Material for the task START

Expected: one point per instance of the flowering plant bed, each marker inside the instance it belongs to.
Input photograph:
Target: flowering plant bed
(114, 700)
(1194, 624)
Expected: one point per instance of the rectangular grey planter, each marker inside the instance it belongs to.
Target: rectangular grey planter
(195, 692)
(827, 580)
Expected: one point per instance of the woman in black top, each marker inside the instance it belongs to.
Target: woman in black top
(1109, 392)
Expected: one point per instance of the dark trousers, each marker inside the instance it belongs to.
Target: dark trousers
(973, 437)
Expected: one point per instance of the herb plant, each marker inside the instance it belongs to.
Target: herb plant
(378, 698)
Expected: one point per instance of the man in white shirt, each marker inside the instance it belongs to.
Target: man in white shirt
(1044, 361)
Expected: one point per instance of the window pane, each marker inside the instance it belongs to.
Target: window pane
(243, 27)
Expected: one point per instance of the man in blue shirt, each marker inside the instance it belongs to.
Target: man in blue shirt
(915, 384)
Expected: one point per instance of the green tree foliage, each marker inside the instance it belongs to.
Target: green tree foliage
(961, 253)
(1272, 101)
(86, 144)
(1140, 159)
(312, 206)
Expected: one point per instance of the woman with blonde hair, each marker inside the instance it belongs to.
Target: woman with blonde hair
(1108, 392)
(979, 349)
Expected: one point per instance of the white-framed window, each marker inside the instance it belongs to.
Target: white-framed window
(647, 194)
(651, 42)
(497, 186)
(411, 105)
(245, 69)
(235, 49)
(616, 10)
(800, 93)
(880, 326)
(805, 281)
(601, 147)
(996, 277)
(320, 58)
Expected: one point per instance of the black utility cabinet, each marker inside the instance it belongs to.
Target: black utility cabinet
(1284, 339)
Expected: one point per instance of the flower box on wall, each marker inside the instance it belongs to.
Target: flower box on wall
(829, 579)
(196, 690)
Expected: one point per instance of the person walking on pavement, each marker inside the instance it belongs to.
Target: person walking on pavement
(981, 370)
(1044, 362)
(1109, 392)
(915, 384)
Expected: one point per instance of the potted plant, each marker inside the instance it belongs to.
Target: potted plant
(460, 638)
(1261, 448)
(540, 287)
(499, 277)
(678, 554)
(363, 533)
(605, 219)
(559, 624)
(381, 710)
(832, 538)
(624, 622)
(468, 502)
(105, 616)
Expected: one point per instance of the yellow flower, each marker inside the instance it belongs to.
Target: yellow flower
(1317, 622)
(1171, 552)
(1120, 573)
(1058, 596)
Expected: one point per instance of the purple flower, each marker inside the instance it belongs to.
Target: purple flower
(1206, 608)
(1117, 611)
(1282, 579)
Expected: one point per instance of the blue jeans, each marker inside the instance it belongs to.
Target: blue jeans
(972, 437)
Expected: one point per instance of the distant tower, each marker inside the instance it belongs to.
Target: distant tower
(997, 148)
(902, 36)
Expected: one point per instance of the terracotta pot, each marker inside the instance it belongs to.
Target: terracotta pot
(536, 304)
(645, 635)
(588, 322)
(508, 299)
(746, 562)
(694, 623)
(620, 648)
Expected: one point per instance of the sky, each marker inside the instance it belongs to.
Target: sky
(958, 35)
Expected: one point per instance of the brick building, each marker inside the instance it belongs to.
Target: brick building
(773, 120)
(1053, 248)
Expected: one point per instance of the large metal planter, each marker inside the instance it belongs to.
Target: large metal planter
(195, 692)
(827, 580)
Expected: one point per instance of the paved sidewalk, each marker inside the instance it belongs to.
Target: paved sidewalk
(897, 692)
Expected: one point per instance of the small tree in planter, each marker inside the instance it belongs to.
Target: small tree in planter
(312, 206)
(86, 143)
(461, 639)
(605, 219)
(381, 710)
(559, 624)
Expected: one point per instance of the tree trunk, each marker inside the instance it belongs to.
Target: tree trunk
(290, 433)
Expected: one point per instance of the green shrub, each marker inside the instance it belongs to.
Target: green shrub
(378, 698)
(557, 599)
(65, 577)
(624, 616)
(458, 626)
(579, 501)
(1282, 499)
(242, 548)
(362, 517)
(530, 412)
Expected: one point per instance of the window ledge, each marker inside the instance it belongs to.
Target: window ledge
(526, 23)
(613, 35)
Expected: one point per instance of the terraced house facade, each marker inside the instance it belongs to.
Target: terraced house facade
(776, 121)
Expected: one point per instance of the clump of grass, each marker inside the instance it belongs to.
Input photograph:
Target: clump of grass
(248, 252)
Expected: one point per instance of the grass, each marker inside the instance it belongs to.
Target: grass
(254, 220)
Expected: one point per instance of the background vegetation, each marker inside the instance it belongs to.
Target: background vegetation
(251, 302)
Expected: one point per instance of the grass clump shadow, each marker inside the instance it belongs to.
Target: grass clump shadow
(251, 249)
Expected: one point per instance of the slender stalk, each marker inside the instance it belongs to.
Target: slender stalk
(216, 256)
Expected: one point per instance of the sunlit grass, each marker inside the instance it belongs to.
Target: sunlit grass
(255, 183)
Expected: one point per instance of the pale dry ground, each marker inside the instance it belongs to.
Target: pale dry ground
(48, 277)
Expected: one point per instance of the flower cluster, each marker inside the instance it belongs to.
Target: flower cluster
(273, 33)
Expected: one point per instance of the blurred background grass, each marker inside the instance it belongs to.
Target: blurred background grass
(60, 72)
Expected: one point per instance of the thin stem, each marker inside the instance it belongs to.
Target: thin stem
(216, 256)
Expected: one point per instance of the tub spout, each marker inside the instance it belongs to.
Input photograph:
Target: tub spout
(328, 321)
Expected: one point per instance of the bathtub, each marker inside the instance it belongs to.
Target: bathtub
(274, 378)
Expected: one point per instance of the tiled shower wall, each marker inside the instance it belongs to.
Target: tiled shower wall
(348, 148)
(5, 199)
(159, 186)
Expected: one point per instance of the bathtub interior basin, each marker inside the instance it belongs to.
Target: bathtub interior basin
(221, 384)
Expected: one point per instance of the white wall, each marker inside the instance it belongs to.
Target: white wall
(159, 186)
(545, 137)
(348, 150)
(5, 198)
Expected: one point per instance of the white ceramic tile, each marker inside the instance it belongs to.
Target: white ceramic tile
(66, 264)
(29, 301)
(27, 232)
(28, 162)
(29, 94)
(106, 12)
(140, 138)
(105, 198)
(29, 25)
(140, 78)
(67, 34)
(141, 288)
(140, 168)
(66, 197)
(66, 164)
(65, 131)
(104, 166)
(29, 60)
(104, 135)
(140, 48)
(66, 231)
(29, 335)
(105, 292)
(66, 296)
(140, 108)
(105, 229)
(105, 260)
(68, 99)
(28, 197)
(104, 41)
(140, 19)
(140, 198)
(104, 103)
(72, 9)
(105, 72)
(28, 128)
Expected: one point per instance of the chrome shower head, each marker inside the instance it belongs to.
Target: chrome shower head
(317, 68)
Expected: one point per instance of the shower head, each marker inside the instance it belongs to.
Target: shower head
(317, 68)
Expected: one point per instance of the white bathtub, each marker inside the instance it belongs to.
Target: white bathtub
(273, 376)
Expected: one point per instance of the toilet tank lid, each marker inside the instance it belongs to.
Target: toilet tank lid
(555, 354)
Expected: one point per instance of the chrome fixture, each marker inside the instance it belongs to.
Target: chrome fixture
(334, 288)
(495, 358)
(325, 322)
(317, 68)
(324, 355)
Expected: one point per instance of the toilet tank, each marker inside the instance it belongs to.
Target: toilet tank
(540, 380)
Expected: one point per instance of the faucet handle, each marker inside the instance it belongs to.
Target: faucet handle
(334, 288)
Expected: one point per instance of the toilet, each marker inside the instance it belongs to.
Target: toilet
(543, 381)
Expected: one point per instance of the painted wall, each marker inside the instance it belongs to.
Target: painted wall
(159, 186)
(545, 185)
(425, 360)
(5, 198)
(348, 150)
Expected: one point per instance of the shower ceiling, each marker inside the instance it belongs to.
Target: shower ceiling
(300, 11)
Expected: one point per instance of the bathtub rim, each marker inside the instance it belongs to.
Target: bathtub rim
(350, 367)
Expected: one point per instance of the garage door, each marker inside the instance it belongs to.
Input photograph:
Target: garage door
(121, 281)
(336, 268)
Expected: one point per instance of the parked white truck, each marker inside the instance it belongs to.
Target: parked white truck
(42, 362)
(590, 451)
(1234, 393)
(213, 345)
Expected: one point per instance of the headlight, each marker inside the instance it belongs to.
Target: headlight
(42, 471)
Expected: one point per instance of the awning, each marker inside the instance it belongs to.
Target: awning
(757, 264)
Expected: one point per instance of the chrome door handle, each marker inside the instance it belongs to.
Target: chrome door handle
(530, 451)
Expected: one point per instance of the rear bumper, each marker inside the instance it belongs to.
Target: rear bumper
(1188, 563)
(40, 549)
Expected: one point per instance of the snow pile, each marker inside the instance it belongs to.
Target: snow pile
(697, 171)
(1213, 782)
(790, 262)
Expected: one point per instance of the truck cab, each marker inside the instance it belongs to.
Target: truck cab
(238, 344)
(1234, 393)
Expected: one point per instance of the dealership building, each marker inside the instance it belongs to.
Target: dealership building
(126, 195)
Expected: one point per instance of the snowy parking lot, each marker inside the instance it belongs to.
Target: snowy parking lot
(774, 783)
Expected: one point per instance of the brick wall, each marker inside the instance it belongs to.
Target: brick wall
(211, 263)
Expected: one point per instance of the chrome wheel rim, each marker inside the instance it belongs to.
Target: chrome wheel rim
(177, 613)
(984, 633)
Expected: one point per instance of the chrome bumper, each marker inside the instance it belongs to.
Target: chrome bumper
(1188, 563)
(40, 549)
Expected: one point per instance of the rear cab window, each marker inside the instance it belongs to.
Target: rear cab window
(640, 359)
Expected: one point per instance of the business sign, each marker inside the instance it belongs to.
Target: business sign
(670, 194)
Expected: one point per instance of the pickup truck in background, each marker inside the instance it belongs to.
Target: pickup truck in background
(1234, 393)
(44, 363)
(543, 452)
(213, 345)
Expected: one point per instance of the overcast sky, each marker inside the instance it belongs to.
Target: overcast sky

Material for the task END

▶ **Task directions**
Only lines containing the word "overcast" should be copied from the material above.

▶ **Finished exercise**
Expected: one point per instance of the overcast sky, each marker inside the instance it belongs to.
Target: overcast sky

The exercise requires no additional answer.